Objective
Reproduce each of the following records line for line, with no changes.

··· Record extracts

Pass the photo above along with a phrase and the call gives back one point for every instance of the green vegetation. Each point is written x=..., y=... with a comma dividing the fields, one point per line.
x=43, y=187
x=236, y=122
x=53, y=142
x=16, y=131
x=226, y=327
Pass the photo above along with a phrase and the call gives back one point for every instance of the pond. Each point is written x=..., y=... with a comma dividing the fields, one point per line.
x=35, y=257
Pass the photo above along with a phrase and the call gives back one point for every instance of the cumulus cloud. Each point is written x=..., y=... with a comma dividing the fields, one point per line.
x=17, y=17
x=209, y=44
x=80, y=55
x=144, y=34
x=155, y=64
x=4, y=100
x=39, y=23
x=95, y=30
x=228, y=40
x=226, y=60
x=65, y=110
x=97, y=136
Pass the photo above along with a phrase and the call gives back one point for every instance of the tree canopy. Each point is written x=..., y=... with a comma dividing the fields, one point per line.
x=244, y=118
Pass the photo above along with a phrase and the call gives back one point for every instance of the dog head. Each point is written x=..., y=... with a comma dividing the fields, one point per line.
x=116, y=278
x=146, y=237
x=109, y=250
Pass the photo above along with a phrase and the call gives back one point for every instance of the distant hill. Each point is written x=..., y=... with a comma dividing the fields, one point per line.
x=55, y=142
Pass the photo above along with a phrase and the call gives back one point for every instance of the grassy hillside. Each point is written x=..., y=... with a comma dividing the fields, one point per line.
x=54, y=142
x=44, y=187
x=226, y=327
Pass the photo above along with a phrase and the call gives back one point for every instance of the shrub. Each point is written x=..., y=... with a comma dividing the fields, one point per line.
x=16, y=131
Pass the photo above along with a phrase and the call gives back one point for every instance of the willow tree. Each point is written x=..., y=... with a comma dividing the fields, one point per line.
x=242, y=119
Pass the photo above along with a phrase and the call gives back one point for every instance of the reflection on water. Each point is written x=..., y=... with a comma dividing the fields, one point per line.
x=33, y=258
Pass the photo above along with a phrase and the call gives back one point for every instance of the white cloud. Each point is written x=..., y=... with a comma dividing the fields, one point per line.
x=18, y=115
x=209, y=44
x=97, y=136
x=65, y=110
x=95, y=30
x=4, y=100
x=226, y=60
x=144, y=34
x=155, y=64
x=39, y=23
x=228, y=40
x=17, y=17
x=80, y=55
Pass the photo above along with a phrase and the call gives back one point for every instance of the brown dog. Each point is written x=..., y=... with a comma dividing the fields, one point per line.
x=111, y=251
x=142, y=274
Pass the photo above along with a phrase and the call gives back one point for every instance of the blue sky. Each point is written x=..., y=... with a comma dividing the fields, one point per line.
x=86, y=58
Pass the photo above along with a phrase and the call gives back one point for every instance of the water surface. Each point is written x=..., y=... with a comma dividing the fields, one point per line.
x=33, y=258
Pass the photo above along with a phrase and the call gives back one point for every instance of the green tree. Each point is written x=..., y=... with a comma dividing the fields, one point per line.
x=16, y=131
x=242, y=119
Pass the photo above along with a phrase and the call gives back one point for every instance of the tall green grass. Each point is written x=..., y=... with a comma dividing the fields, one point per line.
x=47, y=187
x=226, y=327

······

Correct result
Pass the photo above along with a phrase and the call gives back one point for every instance of the green vegetation. Each point is written x=..., y=... with a comma dividing the fields, one point per line.
x=43, y=187
x=236, y=122
x=53, y=142
x=16, y=131
x=226, y=327
Pass the photo above along with a phrase and the call gives back one point for every instance of the pond. Each point is written x=..., y=... with a comma dividing the fields, one point per line.
x=35, y=257
Pass the photo above along with a phrase and the call gives back one point for every instance of the cumulus cloud. Each point is written x=..., y=... with a comma dividing the fields, one point per line.
x=17, y=17
x=209, y=44
x=80, y=55
x=144, y=34
x=155, y=64
x=4, y=100
x=39, y=23
x=95, y=30
x=228, y=40
x=226, y=60
x=65, y=110
x=97, y=136
Pass the photo above along with a phrase and the call gives back one point for every instance of the tree canopy. Each point is written x=..., y=... with a comma dividing the fields, one point per line.
x=244, y=118
Pass the photo above along with a phrase and the call gives back one point for every instance of the dog head. Each point is written x=..., y=... with a comma dividing the fields, one point per line.
x=116, y=278
x=146, y=237
x=109, y=250
Pass the photo above along with a phrase and the call gives back one point for every instance of the distant hill. Each point is written x=..., y=... with a comma dividing the fields, one point per line.
x=55, y=142
Pass the photo above along with a phrase and the call gives back one point for every instance of the grassy hillside. Each point is written x=..., y=... with a comma dividing the fields, one point per line.
x=54, y=142
x=44, y=187
x=226, y=327
Pass the photo above along with a phrase and the call gives back one point for every instance of the shrub. Each point is written x=..., y=... with a comma dividing the fields, one point per line.
x=16, y=131
Pass the photo above along with a phrase and the call gives back one point for every instance of the willow tree. Each point is written x=..., y=... with a comma dividing the fields, one point per line.
x=242, y=119
Pass the photo above along with a phrase and the call gives back one point for every instance of the reflection on water. Each point is written x=..., y=... with a comma dividing the fields, one point per line.
x=33, y=258
Pass the photo above along with a phrase and the call gives back one point for every instance of the white cloud. Each point is written x=..., y=... with a comma dividing the fields, one point per line.
x=18, y=115
x=209, y=44
x=97, y=136
x=65, y=110
x=95, y=30
x=4, y=100
x=226, y=60
x=144, y=34
x=155, y=64
x=39, y=23
x=228, y=40
x=17, y=17
x=80, y=55
Pass the photo above along with a phrase and the call gives back one point for every instance of the brown dog. Each point is written x=..., y=... with a comma dividing the fields, one point per line.
x=111, y=251
x=142, y=274
Pass the photo above along with a phrase and the call gives back one point for every instance of the blue sky. Each point is written x=..., y=... with a comma dividing the fields, one point per line.
x=86, y=58
Pass the photo above along with a phrase and the call gives back one point for every instance of the water surface. Each point is written x=..., y=... with a comma dividing the fields, one point per line.
x=33, y=258
Pass the photo above along with a phrase and the call gives back one point for every instance of the green tree. Each point is written x=..., y=... with a comma dividing the fields, one point per line.
x=16, y=131
x=242, y=119
Pass the photo above along with a phrase and the call gives back one point for every instance of the tall green grass. Each point is written x=..., y=... with a comma dividing the fields, one point per line.
x=47, y=187
x=226, y=327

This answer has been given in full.